(Entries from a point annotation set)
↓

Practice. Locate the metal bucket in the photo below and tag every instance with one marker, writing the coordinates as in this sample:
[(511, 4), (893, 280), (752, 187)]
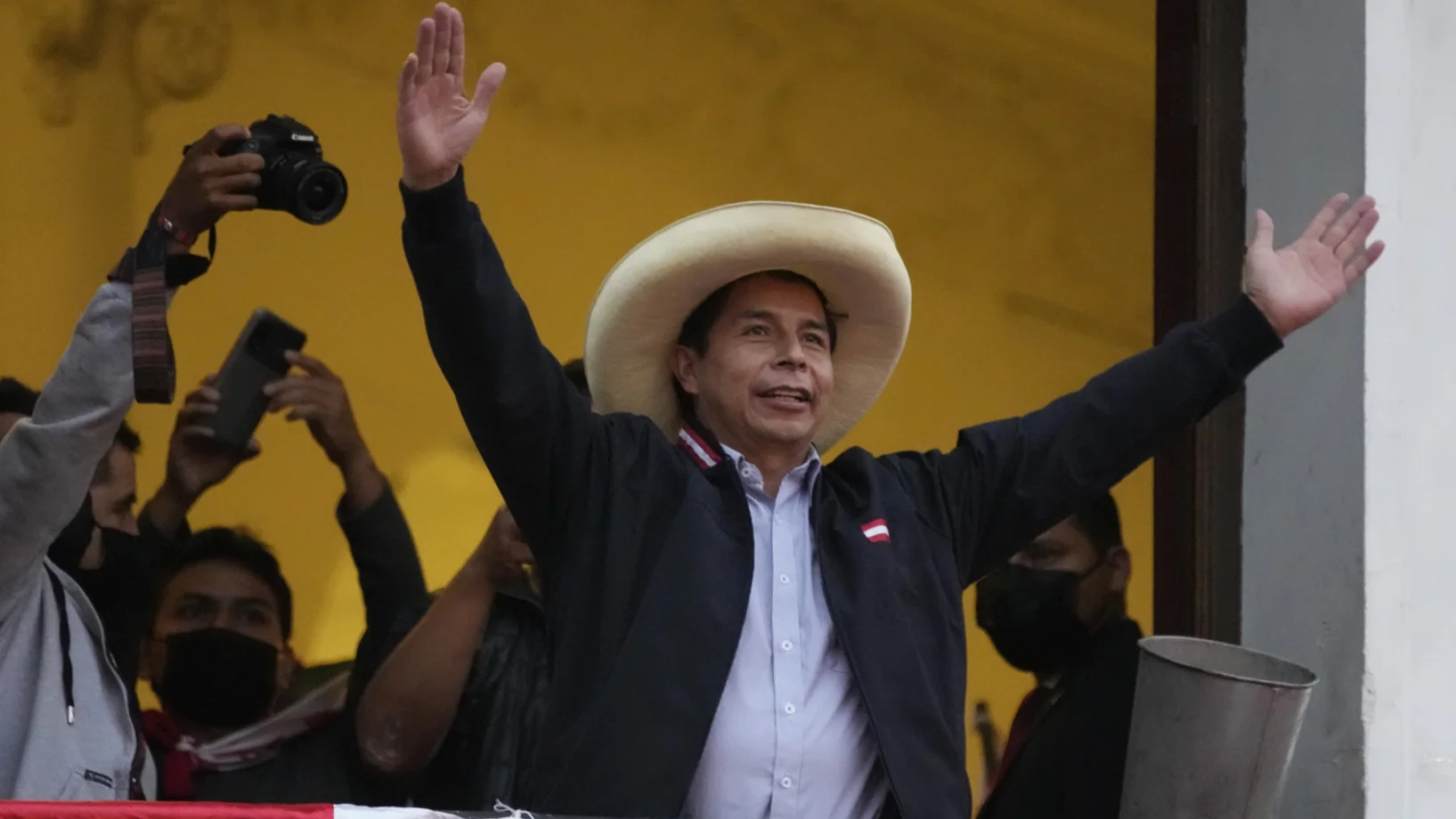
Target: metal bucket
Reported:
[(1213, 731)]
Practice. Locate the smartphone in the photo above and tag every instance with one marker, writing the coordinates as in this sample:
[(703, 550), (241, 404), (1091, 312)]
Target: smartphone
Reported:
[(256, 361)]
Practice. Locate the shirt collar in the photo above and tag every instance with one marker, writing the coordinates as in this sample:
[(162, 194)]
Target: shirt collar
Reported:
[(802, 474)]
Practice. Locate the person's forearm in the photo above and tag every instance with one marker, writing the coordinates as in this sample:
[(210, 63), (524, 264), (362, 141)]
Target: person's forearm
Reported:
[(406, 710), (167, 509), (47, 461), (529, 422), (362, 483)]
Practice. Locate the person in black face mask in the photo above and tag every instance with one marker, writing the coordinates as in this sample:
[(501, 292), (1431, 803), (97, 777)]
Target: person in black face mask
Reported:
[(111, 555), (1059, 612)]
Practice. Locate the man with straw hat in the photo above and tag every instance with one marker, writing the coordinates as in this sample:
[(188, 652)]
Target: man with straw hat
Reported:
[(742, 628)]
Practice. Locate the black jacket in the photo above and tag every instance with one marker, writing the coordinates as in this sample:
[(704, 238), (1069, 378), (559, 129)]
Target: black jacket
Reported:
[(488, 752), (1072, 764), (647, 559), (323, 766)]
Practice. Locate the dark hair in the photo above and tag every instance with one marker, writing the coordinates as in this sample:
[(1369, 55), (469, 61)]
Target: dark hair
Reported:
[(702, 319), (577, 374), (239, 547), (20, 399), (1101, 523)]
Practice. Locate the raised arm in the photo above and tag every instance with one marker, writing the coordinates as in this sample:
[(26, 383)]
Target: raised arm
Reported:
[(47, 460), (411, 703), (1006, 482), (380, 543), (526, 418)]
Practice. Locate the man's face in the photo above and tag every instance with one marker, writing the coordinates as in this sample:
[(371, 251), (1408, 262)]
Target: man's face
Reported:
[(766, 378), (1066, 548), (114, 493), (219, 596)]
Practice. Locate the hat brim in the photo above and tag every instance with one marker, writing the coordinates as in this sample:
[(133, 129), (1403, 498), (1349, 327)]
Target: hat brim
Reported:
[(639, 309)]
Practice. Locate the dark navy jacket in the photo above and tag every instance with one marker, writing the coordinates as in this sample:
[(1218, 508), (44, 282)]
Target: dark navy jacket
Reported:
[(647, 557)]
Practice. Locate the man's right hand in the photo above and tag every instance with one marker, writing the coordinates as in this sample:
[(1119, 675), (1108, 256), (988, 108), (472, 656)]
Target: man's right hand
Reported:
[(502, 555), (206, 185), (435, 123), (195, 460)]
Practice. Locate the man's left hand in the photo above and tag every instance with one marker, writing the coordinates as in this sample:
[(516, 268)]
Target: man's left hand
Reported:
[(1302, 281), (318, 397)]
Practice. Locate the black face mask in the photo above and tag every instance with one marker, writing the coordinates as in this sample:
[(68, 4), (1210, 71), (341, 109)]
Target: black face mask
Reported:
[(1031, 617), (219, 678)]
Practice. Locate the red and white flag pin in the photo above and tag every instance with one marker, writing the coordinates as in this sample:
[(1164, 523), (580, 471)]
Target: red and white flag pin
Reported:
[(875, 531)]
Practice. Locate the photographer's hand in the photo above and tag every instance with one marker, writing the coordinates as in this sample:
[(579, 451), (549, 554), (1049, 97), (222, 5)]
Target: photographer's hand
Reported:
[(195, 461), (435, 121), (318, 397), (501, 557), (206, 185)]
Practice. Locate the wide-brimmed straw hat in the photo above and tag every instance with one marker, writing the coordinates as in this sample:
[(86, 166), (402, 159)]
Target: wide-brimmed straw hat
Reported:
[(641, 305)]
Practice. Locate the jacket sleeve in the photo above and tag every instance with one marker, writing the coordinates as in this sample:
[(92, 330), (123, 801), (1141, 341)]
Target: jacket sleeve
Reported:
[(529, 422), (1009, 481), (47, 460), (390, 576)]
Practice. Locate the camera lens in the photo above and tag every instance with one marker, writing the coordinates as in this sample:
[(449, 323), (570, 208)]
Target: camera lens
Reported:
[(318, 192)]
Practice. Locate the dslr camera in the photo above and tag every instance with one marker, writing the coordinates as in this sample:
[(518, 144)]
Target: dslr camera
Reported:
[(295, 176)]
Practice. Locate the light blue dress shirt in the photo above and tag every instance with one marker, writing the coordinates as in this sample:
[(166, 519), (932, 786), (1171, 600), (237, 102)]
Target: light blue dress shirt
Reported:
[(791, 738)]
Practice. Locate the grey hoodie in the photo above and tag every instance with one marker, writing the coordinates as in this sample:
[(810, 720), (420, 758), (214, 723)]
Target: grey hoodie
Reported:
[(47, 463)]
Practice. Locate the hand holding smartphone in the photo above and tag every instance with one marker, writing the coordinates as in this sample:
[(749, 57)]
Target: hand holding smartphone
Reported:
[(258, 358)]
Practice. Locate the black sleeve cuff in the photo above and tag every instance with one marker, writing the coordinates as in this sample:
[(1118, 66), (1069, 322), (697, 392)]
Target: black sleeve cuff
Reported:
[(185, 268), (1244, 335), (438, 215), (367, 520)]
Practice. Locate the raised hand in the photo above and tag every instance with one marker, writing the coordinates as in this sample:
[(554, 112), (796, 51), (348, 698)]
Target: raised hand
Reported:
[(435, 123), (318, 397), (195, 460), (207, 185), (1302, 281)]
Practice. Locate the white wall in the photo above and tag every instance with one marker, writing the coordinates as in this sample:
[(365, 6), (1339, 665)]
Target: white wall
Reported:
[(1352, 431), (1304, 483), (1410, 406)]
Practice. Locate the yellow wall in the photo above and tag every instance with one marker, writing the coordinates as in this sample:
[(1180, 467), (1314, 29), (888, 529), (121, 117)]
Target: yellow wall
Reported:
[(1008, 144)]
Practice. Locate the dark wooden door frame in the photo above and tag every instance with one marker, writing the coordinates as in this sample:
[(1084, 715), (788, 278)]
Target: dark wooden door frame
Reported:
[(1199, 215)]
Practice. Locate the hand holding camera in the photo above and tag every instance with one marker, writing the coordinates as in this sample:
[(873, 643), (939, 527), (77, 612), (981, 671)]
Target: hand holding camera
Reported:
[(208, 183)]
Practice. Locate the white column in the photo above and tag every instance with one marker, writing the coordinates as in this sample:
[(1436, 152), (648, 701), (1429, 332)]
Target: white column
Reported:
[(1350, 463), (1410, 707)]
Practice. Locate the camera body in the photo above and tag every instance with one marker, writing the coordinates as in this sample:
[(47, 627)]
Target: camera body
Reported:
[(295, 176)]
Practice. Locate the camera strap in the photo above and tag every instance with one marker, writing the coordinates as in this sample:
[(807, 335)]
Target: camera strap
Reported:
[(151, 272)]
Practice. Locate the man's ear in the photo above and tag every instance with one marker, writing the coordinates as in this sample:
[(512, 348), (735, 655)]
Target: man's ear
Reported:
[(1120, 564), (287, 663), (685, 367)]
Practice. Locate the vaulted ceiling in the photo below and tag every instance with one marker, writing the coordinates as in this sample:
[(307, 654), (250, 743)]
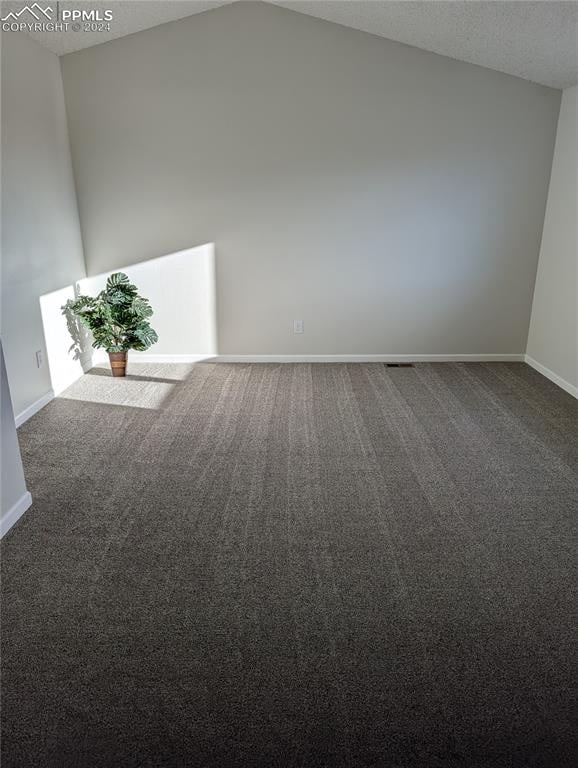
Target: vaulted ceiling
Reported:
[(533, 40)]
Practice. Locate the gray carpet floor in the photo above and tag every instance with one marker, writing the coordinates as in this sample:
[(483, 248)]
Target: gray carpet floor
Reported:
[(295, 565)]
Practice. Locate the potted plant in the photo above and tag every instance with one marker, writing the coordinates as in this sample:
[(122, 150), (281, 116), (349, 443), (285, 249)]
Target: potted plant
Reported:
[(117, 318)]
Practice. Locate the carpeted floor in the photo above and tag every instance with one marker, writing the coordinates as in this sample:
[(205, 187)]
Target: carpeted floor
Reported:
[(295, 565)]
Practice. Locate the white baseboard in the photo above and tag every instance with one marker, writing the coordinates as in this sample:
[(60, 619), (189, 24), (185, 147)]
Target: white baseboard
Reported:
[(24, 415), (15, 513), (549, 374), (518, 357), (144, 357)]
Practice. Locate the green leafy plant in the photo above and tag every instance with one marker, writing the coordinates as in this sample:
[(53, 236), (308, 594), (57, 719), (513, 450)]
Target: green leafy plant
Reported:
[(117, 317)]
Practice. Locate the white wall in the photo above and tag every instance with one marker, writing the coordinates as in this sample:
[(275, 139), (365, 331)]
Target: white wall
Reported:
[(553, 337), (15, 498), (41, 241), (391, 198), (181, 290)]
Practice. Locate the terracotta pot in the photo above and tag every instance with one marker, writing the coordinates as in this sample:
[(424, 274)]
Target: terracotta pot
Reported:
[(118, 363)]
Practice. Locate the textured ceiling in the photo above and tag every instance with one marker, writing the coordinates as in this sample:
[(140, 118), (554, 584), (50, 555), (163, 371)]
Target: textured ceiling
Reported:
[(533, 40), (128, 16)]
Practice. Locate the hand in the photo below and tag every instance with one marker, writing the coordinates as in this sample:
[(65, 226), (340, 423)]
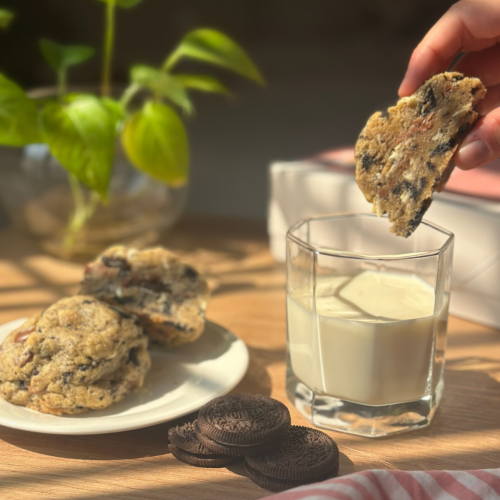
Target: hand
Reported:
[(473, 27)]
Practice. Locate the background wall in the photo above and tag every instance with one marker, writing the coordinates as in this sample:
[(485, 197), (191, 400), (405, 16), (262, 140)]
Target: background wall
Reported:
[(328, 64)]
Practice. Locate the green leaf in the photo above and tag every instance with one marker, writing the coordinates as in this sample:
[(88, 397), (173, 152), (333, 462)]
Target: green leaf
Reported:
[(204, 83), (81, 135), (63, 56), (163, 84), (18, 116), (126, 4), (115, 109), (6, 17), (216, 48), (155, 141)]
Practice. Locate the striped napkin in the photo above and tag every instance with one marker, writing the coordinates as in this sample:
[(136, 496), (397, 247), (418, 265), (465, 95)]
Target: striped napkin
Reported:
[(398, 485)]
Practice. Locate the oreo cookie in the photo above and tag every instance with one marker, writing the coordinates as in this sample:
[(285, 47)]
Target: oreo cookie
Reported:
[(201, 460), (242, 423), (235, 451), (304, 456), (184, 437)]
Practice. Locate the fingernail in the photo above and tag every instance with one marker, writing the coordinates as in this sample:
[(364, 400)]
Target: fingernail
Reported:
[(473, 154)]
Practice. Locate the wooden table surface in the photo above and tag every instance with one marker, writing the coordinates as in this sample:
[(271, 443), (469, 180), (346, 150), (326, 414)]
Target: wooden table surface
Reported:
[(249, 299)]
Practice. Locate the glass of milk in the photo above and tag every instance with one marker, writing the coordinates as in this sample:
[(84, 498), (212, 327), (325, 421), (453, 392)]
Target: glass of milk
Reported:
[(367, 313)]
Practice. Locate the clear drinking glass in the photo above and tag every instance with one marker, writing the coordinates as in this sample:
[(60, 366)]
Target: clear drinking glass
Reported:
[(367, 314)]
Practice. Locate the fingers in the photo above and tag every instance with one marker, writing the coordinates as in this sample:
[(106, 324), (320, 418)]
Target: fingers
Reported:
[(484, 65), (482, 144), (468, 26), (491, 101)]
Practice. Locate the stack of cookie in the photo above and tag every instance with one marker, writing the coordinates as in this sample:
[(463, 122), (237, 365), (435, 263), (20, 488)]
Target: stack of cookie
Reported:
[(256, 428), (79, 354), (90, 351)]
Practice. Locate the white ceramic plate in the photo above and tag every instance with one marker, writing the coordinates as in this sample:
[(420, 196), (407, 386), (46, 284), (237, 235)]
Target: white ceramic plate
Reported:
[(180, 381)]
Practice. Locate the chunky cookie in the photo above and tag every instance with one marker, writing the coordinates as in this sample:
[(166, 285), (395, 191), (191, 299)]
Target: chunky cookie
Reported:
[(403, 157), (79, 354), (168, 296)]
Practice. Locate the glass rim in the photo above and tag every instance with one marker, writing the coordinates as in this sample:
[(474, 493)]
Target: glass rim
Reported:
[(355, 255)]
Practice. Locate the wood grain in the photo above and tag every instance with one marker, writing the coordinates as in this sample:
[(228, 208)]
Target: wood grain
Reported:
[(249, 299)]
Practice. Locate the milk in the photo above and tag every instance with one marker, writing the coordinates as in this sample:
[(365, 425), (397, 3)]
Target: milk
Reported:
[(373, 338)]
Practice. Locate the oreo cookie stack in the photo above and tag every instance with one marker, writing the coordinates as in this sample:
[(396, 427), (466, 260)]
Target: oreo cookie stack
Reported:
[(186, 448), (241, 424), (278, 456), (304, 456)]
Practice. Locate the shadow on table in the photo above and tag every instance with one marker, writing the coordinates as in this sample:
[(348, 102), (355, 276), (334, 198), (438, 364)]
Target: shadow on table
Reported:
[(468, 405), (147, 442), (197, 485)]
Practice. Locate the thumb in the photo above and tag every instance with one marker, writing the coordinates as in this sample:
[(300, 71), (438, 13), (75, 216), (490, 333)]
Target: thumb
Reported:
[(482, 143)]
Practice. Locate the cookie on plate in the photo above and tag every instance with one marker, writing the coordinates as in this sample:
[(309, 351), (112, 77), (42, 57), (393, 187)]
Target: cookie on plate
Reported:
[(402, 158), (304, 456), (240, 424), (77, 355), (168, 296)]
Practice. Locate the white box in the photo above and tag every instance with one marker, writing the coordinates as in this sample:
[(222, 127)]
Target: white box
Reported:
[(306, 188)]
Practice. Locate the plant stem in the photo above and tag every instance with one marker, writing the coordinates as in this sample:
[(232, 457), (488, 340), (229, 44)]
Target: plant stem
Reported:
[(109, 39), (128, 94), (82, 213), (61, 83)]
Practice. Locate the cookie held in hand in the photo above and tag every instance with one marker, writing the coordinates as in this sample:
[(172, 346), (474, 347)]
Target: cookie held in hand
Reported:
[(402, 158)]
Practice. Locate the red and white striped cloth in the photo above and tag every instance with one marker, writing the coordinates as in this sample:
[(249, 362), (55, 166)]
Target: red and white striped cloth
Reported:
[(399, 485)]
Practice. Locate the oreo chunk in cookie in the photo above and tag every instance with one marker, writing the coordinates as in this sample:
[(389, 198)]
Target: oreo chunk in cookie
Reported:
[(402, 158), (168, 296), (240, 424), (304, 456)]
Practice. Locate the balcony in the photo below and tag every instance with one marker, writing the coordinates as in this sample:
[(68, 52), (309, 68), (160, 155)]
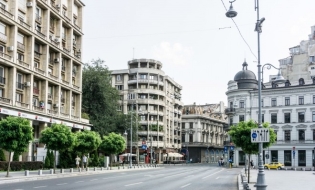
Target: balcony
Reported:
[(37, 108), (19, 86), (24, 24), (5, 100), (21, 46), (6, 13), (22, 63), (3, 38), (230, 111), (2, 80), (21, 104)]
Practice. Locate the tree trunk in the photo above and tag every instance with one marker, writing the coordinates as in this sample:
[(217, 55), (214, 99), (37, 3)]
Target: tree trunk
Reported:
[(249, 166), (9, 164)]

↑

Written task: Update the listing from the line with "Practice. Locate the dark navy" to the line with "[(1302, 281), (318, 397)]" by changing "Reported" to "Recorded". Reproduce only those lines, with nothing else altered.

The result:
Practice. Locate the dark navy jacket in the photo above and tag every instance with one marker, writing the coordinates as in this sample:
[(1218, 508), (44, 282)]
Target: dark navy jacket
Recorded:
[(647, 557)]
Practice. Locate the man's right hand in the photo above and tag every instance with one marker, writing the coordinates as in this sample:
[(1119, 675), (1108, 256), (988, 108), (472, 656)]
Target: man's right hand
Recorded:
[(502, 555), (206, 185), (435, 123), (195, 460)]
Practice. Locate the man's left hand in the photo above and tag every instance with one marker, writing the coordinates as in this sample:
[(516, 268)]
Target: man's left hand
Recorded:
[(1302, 281), (318, 397)]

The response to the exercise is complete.